▶ Document:
David’s Refuge – which provides overnight respite and resources for parents and caregivers of children with special needs – will host families as Casey’s Place debuts its holiday lighting tonight at 4:30. “The collaboration with National Grid is a symbol of the way that David’s Refuge and Casey’s Place work together to care for caregivers and special needs families in our community,” said Kate Houck, Executive Director of David’s Refuge. “Our goal is the same: to remind these families that they are not alone and we are here for you!”
“Our doors remain open throughout the holidays,” said Diane Nappa, Casey’s Place Director, Developmental Disability Services. “We feel blessed National Grid volunteers are helping to make the holidays a little better for the families who call Casey’s Place home.”
The lights are also purple this week on the National Grid downtown Syracuse office building to honor family caregivers across the company’s upstate New York service area. “It’s another way we can help bring some holiday cheer to families,” said Bianchetti.
Tom Baron, Program Manager for Residential Energy Efficiency for National Grid, was on hand at Casey’s Place to offer tips to keep the holidays safe, healthy and affordable:
- Turn Off the Lights – Limit the time that lights are on. Wait until dark to turn on your holiday lights; then turn them off before you go to bed or use a safety-approved timer to do the work for you. Turning off room lights when the tree is lit can also make a difference. Holiday tree often provide more than enough lighting to navigate around the room.
- Inflatables – Yard inflatables range from simple to extravagant. Operating some of these inflatables can be expensive. Larger displays consume anywhere from about 150 watts per hour to as much as 200 watts. At 10 hours per day, the total cost of electricity could be $10 per inflatable, per month.
- Safety Approved Lighting – Make sure your lights have a safety listing from a nationally recognized testing laboratory, such as the Underwriters Laboratories (UL). A safety approval seal means the lights have been tested and are safe to use. Use lights only as intended. Thoroughly examine all lights before putting them up, even newly purchased lights.

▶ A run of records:

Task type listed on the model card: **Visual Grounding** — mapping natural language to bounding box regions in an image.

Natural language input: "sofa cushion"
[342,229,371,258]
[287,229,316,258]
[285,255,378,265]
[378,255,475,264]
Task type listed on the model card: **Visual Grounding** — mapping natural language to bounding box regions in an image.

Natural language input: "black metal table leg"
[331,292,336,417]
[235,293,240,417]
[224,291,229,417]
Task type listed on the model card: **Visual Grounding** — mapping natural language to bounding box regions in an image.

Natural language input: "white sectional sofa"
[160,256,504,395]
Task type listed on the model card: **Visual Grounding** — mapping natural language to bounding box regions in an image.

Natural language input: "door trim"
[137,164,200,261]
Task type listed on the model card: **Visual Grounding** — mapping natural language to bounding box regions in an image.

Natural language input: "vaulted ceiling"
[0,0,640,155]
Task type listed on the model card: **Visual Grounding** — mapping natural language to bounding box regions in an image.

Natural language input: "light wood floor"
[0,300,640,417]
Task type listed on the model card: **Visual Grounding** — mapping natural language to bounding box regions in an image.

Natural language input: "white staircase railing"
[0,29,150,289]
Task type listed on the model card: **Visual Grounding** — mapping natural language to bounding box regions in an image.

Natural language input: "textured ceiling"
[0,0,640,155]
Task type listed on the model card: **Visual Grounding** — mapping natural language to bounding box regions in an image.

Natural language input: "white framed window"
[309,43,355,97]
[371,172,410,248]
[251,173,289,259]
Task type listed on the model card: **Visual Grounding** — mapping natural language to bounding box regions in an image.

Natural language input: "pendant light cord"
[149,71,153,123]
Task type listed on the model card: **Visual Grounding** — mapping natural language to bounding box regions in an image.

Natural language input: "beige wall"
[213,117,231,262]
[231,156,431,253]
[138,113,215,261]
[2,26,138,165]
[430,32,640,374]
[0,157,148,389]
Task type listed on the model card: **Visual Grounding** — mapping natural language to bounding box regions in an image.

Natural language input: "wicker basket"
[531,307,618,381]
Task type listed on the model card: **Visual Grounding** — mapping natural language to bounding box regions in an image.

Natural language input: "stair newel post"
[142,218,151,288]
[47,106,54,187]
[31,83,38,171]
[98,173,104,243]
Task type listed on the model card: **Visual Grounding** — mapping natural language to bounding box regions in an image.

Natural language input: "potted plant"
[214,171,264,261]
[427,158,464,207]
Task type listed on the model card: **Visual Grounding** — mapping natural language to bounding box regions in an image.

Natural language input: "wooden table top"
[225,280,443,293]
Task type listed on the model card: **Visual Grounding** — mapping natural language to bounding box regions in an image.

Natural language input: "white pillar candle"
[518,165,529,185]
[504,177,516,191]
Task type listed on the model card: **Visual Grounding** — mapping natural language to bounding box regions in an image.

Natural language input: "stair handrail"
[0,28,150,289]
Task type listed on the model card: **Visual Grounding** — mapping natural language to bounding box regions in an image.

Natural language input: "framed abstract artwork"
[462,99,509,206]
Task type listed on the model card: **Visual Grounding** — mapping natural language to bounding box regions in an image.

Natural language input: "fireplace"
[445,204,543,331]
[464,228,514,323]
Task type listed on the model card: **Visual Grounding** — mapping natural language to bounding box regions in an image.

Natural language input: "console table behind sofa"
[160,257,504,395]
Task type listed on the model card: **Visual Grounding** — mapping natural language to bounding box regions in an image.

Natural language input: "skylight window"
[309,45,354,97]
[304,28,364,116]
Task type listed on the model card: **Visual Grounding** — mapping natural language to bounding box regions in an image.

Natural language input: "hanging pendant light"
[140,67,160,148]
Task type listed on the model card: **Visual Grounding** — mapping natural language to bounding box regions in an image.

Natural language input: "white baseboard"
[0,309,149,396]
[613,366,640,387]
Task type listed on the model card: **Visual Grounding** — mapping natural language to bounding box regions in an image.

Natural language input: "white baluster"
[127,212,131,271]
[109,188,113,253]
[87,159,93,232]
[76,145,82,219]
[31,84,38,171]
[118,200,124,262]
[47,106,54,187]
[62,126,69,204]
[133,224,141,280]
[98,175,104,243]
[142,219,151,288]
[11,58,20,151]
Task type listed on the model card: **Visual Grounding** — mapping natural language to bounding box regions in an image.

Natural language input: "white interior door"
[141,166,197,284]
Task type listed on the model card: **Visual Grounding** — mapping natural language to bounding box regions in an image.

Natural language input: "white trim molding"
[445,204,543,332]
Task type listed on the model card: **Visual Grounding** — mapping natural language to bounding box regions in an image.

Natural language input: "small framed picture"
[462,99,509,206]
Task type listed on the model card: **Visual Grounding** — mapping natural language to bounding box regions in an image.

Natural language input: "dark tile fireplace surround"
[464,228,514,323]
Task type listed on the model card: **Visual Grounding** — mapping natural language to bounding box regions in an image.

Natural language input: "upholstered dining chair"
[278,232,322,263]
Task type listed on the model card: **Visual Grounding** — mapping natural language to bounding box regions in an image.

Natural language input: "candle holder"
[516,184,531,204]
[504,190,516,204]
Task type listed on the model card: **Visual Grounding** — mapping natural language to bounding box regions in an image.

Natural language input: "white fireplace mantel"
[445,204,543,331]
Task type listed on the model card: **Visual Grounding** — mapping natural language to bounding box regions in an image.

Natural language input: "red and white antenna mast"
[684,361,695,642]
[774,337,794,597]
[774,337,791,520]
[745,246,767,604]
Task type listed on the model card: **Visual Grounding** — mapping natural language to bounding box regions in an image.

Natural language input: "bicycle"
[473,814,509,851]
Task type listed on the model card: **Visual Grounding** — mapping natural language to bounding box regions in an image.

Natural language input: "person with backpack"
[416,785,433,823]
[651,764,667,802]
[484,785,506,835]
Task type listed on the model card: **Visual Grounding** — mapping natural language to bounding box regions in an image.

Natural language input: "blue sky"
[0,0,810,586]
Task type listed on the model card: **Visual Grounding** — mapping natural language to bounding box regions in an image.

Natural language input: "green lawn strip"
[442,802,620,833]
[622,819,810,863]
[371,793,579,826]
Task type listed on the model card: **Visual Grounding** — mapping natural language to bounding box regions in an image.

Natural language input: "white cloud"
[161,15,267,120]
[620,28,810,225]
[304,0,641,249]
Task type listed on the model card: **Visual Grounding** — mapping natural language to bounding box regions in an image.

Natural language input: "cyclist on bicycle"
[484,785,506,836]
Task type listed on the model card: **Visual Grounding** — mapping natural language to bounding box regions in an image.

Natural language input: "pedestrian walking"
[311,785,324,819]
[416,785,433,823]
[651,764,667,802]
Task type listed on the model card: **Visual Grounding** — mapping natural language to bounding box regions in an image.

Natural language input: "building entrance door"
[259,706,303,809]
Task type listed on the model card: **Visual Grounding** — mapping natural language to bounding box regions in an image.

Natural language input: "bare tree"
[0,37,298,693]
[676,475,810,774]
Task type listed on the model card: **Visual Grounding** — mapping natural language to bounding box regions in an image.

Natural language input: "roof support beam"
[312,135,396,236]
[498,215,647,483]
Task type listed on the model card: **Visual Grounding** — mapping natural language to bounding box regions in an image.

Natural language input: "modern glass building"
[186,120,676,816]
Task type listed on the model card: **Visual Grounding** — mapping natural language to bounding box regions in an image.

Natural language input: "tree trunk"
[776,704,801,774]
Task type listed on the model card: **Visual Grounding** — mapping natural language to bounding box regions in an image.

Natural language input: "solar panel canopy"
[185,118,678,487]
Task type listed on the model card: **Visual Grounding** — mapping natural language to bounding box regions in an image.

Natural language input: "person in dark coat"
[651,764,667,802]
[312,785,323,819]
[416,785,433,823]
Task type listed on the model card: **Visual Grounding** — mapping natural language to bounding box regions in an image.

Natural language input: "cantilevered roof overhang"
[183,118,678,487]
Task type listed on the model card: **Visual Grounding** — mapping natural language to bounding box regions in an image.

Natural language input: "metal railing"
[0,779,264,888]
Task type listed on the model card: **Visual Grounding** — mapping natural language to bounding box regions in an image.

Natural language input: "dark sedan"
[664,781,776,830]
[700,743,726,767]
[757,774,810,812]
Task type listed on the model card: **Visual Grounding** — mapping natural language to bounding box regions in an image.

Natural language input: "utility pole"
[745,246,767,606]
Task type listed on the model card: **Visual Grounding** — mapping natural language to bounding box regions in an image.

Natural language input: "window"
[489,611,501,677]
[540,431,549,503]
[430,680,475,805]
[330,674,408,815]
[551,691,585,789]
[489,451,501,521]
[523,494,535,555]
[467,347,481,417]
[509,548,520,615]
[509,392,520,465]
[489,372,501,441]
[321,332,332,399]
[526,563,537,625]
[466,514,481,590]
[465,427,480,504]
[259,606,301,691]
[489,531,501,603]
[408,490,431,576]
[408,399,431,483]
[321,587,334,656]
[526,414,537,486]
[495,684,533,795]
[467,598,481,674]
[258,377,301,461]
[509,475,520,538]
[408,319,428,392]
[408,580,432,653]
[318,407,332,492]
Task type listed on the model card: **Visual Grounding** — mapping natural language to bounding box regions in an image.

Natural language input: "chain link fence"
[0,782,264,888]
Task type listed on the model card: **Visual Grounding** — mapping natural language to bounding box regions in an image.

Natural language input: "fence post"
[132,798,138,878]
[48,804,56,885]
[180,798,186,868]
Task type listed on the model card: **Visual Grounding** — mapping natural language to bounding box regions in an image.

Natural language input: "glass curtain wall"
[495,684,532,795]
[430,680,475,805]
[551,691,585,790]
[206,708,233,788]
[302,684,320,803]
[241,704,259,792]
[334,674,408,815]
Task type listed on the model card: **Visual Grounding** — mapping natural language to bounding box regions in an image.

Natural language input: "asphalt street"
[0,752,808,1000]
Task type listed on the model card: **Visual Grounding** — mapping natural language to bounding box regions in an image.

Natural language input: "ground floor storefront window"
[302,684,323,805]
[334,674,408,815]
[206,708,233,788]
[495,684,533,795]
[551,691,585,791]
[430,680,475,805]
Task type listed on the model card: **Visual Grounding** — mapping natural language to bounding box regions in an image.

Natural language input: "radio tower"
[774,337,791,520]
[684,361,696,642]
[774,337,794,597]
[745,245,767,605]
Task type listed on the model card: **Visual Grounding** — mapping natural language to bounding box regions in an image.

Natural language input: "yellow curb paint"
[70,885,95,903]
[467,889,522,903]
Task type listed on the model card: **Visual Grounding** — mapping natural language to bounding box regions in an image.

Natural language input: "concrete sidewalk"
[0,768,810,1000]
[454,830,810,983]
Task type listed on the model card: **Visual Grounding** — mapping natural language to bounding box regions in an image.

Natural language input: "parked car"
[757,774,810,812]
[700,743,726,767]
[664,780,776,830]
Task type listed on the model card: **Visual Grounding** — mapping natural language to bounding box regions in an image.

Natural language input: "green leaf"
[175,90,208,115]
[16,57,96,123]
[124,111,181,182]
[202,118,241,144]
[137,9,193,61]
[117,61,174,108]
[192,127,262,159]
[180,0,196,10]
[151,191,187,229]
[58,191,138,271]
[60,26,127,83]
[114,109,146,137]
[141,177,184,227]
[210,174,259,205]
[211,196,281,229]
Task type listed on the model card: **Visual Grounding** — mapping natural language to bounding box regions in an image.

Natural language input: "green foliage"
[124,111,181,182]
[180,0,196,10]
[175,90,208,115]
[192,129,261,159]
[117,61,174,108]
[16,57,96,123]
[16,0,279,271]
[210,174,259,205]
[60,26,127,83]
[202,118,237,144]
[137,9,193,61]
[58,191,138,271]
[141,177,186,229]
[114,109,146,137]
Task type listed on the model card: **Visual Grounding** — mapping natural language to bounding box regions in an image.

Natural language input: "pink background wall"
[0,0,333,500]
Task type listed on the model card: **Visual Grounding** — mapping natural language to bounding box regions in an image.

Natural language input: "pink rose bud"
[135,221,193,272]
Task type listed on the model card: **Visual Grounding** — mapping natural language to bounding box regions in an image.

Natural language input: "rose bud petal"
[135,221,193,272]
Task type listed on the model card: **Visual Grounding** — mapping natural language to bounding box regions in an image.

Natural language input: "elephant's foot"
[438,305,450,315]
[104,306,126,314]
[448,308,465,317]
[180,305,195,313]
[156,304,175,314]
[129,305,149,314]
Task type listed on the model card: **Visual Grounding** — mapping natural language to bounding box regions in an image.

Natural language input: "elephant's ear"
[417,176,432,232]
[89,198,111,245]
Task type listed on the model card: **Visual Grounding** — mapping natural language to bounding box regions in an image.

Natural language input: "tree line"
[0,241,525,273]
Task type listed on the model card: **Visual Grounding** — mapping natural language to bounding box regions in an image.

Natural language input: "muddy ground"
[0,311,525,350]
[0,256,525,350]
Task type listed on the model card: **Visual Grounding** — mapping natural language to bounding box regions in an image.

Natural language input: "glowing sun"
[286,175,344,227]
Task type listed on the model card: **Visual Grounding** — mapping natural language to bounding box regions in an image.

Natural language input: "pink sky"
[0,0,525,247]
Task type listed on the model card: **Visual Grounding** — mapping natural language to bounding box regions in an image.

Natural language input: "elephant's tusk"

▶ Complete the following:
1/ List every line of the records that contains the word "bicycle", copying each line in full. Treat uppercase and lowercase as different.
2/ Carry on the holiday lighting article from the point where it stops.

▶ Results:
1/
Natural language input: "bicycle"
Natural language input: "cyclist on bicycle"

2/
- Christmas Trees – If you have an artificial tree, make sure it’s been tested for flammability by the Underwriters Laboratories. To prevent electrical shock, never use electric decorations on artificial trees with metallic needles, leaves or branches. Instead, place colored spotlights above or beside the tree—never attached to it. Keep your natural tree well-watered to prevent bulbs from igniting dry branches. Keep extension cords and light sets away from the tree stand.
- Don’t Overload – Don’t overload your electric circuits. Check your fuse or breaker panel to see how much your home can handle and stay well within limits. String together only the number of lights recommended by the manufacturer.
- Avoid Shock – Make sure there’s a bulb in each socket. If a bulb has burned out, leave it in until you have a replacement.
- Outdoor Connections – Plug outdoor lights into Ground Fault Circuit Interrupters, which are available at hardware and electrical supply stores. If there is an electrical fault with a light string, GFCIs will automatically shut off the electricity well before any electric shock could occur. Also, cover outdoor plugs and joints with a layer of plastic wrap and electrical tape.